INPUT ROWS:
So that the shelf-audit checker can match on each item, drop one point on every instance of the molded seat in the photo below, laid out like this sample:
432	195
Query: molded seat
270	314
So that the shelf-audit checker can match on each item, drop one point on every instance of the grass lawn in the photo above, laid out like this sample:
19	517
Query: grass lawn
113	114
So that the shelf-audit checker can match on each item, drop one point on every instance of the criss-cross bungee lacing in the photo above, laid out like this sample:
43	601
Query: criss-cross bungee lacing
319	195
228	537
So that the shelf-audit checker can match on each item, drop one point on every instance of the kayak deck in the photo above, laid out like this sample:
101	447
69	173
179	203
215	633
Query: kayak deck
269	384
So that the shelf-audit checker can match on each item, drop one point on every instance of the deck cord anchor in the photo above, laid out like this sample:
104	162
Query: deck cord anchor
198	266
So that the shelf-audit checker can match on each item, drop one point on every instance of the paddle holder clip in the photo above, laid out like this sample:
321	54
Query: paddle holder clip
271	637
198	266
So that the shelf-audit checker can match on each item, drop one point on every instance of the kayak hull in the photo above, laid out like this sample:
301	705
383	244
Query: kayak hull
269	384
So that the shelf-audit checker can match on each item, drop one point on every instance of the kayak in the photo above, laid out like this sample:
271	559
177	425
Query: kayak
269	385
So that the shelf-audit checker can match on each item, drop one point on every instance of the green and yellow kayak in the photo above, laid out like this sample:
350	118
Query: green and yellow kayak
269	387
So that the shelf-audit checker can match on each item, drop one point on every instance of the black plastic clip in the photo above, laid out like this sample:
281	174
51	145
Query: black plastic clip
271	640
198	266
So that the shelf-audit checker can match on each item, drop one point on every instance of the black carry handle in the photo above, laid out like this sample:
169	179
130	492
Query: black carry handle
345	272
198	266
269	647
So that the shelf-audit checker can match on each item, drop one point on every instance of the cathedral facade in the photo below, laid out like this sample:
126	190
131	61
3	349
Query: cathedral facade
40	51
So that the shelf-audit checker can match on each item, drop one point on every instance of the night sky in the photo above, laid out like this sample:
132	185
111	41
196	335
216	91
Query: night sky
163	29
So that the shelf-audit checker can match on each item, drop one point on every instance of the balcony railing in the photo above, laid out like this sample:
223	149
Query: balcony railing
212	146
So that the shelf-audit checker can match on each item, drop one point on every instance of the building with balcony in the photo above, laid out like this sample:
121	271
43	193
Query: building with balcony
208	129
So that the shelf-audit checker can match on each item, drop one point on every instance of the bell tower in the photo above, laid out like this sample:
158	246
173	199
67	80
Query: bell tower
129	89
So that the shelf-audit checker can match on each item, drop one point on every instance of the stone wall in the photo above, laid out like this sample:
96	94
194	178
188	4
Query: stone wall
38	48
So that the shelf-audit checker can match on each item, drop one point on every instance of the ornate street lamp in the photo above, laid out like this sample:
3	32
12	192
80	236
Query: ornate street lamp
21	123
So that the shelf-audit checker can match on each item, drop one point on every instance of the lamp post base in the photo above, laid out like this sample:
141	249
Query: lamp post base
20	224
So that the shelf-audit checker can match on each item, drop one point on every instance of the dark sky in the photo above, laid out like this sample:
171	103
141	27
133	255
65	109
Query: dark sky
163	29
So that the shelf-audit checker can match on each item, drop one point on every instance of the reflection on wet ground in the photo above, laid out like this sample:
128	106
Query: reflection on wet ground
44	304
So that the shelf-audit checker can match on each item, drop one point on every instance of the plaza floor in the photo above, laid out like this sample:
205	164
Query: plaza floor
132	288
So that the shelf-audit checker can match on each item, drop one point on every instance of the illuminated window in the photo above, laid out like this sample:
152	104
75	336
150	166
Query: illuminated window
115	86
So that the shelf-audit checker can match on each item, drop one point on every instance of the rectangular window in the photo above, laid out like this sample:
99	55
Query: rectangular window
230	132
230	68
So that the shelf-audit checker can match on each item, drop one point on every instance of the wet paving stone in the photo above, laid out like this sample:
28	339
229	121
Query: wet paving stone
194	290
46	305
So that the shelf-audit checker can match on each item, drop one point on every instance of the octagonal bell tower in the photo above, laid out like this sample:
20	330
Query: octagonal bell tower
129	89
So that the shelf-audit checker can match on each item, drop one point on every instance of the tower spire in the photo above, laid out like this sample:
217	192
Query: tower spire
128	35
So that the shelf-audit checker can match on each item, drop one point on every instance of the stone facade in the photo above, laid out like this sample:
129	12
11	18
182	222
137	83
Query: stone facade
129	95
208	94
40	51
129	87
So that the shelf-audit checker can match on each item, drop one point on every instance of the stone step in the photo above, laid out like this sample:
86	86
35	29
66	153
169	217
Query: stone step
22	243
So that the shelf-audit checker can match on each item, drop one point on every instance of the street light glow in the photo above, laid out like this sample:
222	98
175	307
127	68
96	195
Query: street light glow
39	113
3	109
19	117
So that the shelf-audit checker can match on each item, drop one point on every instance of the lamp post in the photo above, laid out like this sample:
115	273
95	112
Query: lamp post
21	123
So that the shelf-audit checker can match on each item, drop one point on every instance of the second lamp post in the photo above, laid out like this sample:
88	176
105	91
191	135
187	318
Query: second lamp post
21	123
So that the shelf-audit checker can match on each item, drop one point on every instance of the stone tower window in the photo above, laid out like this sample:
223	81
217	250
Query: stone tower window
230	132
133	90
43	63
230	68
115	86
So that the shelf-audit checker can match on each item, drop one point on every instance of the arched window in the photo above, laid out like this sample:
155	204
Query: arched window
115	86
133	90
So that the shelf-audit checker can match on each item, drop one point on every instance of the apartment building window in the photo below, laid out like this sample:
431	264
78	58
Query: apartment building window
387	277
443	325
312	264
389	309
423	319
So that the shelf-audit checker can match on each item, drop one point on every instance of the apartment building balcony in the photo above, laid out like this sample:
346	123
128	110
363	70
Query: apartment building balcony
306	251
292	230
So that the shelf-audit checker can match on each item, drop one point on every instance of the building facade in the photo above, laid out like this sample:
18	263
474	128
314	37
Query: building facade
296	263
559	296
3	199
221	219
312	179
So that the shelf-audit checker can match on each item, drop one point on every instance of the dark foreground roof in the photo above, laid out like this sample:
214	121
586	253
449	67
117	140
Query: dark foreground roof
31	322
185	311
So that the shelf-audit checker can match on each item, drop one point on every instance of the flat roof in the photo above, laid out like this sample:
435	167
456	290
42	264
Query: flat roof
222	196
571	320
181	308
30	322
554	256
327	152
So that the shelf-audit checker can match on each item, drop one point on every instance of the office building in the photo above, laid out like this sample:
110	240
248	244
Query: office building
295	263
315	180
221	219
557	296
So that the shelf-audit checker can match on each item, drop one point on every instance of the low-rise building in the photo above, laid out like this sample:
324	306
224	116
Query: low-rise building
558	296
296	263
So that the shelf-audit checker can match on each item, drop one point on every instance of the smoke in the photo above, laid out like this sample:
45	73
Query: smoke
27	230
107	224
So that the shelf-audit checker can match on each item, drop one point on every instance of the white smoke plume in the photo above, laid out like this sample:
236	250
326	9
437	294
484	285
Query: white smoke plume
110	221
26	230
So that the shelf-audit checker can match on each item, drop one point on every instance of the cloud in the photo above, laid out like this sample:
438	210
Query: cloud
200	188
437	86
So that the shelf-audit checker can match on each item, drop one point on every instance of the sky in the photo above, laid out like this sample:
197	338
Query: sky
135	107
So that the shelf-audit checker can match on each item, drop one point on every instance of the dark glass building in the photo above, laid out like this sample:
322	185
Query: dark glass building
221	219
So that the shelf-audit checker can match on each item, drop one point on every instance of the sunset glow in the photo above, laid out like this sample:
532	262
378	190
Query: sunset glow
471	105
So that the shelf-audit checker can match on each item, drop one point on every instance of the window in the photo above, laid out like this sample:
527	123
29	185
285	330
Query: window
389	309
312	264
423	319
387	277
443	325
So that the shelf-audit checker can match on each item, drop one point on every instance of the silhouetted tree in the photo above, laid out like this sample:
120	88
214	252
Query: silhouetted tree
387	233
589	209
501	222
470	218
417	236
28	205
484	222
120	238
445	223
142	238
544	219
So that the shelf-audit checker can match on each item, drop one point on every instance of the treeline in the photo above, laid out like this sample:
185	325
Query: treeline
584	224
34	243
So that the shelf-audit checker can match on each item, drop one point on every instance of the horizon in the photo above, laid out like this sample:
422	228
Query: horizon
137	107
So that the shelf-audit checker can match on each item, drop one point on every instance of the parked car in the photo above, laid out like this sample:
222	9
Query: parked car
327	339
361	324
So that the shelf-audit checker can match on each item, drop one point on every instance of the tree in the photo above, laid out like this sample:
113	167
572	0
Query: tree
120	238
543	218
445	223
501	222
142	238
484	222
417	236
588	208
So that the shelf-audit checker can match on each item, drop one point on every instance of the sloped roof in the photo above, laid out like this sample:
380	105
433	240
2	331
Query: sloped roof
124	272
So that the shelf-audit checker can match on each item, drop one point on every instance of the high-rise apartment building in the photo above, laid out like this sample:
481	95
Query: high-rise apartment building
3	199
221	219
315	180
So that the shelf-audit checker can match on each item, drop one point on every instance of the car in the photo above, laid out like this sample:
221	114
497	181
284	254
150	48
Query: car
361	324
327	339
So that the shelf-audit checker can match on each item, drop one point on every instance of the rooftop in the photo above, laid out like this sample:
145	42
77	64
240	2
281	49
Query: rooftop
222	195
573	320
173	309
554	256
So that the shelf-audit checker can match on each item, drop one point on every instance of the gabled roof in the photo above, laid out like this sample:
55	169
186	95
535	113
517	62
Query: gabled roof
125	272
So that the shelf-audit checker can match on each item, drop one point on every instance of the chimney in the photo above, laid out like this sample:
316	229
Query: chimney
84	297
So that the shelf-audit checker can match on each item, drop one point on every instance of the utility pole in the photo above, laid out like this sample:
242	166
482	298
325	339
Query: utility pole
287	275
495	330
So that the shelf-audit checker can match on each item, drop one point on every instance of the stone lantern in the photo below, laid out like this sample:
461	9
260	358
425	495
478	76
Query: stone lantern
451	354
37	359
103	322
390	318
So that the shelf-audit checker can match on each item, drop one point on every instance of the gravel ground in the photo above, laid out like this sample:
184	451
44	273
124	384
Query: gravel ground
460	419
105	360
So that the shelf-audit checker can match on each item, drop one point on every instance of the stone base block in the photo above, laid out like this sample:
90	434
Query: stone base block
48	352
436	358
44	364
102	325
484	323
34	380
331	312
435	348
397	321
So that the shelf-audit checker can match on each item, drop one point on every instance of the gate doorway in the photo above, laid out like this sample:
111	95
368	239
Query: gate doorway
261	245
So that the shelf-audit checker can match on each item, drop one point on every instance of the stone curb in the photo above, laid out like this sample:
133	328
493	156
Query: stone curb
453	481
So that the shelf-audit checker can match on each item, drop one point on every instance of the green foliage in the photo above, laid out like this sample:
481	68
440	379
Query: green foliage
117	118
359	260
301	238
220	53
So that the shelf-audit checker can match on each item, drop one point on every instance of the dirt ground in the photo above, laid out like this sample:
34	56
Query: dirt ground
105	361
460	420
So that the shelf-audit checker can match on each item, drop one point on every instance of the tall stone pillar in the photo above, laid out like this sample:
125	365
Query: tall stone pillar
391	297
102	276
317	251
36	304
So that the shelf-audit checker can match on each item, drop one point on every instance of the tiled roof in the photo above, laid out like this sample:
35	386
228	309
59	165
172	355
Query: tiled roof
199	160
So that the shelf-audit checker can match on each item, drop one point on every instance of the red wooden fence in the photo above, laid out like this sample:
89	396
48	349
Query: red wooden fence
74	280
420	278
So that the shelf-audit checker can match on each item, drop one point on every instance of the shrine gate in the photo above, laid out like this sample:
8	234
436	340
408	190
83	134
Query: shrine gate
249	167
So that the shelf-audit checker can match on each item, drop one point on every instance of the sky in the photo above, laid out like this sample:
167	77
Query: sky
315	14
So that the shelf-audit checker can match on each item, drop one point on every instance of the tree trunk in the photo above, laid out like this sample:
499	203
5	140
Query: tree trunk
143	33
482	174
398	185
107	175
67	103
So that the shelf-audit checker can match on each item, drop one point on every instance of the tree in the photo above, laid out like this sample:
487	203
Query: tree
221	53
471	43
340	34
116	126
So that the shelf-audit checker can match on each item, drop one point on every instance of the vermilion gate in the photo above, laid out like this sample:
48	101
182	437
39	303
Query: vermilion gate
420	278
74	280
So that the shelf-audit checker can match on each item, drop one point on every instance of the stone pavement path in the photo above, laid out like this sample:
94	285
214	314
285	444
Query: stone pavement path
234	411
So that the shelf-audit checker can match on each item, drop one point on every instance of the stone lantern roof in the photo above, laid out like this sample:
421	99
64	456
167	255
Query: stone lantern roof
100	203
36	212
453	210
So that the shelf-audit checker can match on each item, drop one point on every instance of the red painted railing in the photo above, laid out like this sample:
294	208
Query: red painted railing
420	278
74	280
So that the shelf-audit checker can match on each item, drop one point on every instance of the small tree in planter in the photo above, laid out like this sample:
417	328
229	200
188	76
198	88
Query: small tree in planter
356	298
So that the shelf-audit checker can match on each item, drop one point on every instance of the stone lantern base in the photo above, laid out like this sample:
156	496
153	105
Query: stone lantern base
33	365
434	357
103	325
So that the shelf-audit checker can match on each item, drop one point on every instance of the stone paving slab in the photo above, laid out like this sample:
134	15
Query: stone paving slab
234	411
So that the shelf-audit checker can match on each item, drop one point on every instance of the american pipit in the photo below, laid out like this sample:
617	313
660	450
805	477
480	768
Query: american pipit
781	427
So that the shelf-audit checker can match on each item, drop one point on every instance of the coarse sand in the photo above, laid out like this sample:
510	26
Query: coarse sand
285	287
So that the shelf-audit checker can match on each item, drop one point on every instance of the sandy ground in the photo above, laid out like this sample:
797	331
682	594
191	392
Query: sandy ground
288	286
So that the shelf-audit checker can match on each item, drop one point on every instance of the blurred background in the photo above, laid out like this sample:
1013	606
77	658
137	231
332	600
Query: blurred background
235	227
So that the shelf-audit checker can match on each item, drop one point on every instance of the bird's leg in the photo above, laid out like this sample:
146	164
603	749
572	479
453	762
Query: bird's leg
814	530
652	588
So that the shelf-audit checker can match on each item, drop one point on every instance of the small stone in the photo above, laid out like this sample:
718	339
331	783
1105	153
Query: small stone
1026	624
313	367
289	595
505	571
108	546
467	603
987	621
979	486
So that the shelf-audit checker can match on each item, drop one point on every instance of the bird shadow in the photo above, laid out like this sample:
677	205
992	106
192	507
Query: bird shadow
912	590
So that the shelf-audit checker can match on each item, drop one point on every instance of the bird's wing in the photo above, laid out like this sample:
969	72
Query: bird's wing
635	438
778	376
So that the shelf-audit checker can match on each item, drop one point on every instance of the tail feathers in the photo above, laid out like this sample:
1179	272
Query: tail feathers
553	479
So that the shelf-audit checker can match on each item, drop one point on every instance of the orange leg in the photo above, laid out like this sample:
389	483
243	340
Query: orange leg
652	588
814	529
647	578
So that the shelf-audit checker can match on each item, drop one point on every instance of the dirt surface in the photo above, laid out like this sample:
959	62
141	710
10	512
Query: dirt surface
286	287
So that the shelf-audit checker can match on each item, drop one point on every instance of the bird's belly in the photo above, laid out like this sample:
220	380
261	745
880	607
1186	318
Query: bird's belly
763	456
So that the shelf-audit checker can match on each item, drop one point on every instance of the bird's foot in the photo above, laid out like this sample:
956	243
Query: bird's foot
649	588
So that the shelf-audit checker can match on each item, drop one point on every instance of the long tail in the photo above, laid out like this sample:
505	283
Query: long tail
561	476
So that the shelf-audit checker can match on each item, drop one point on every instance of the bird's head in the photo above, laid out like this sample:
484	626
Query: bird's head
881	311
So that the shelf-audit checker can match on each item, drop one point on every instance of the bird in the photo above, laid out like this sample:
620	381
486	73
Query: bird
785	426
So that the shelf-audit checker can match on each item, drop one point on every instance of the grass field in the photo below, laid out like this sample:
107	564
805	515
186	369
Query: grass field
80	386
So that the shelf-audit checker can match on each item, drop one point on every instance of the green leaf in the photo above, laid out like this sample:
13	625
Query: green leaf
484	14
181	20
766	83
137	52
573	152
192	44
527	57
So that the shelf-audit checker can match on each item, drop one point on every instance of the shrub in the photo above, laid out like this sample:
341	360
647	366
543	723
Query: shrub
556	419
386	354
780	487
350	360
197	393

EXERCISE PROMPT:
Repeat, character for character, the lines from the one that holds "the grass field" to the final line of the material, inclusive, and no other lines.

PROBLEM SOLUTION:
So that the shelf-audit checker can match on each item, drop one point on every instance of the grass field in the photo below, laid out like this sample:
107	564
805	515
186	369
Query: grass field
80	386
So that the shelf-audit checker can match on each item, drop one point on every instance of the green leaf in the photo above, laid out like this sample:
13	625
Query: green leaf
484	14
181	20
766	83
137	52
573	152
192	44
527	57
So that the shelf-audit checker can match on each item, drop one point on every instance of the shrub in the photo above, laid out like this sample:
341	360
647	366
543	723
Query: shrub
556	419
386	354
780	487
350	360
197	393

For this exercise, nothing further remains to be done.